+++ TESTO FORNITO

Cassazione Penale, Sez. 4, ud. 21 aprile 2016 (dep. maggio 2016), n. 22229

Omicidio colposo con violazione di norme in materia di infortuni. Termine di prescrizione.


Presidente: BLAIOTTA ROCCO MARCO
Relatore: DOVERE SALVATORE
Data Udienza: 21/04/2016

Fatto

1. Con la sentenza indicata in epigrafe il Giudice dell’udienza preliminare del Tribunale di S. M. C. Vetere ha dichiarato non luogo a procedere nei confronti di P.R. e di S.F. in ordine al reato di omicidio colposo in danno C.M., commesso con violazione di norme in materia di prevenzione degli infortuni sul lavoro il 29.9.2004, perché estinto per prescrizione.
2. Avverso tale decisione ricorre per cassazione il Procuratore della Repubblica presso ii Tribunale di S. M. C. Vetere, deducendo la violazione degli arti. 157, 160, 161 cod. pen. e 125 cod. proc. pen. Il giudice ha errato nel ritenere che il raddoppio dei termini di prescrizione per taluni reati, tra i quali l’art. 589 co. 2 cod. pen., sia stato introdotto dal d.l. n. 92/2008, convento con modificazioni nella legge n. 125/2008; tale errore lo ha indotto a calcolare erroneamente in dodici anni e sei mesi il termine massimo di prescrizione applicabile nel caso concreto. Diversamente da quanto ritenuto dal giudice territoriale, il menzionato raddoppio é stata introdotta dalla legge n. 251/2005; ne deriva che il termine massimo di prescrizione per il reato che qui occupa é quello di quindici anni, non ancora decorso. Né era decorso quello ordinario al tempo della pronuncia della sentenza impugnata, perché il 7.12.2010 era intervenuta sentenza di condanna in primo grado nei confronti di un coimputato; pertanto si era verificata l’interruzione del corso della prescrizione, poiché questa ha effetto per tutti coloro che hanno commesso il reato, secondo la previsione dall’art. 161 co. 1 cod. pen. In ogni caso, soggiunge il Procuratore ricorrente, il 14.7.2014 era stato notificato al P.R. l’invito a presentarsi al P.M. per rendere interrogatorio e quindi un atto interruttivo; mentre il S.F. era risultato temporaneamente irreperibile.

++++++

- COMPITI
- A) Perché, secondo il ricorso riportato nella sentenza, alla data della decisione impugnata non era ancora decorso il termine ordinario di prescrizione? Rispondi in una, due o tre frasi.
- B) Quali norme, secondo la sentenza, il Procuratore ricorrente denuncia come violate? Elencale tutte.
- C) Estrai dalla sentenza il passo che va da "Cassazione Penale, Sez." fino a "Termine di prescrizione." compreso, copiandolo alla lettera.
Il materiale non serve per svolgere questi compiti.

+++ DATI FORNITI

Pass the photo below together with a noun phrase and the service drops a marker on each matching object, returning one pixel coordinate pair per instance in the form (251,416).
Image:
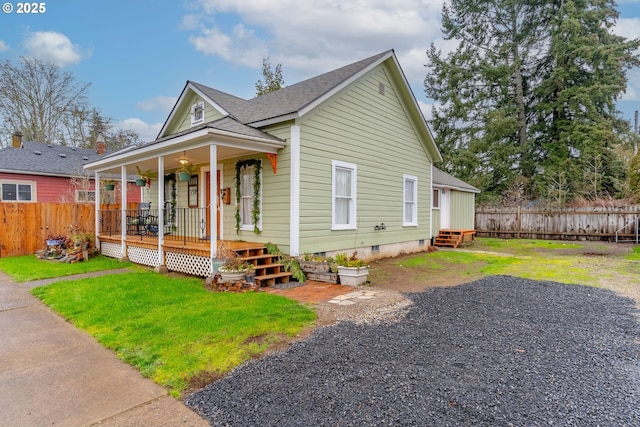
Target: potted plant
(351,270)
(186,170)
(233,268)
(144,177)
(109,184)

++++++

- SOLUZIONI
- A) Perché il 7.12.2010 era stata pronunciata una sentenza di condanna in primo grado nei confronti di un coimputato, e ciò aveva interrotto il corso della prescrizione. In base all'art. 161 co. 1 cod. pen., l'interruzione ha effetto per tutti coloro che hanno commesso il reato.

- B)
- art. 157 cod. pen.
- art. 160 cod. pen.
- art. 161 cod. pen.
- art. 125 cod. proc. pen.

- C)
Cassazione Penale, Sez. 4, ud. 21 aprile 2016 (dep. maggio 2016), n. 22229

Omicidio colposo con violazione di norme in materia di infortuni. Termine di prescrizione.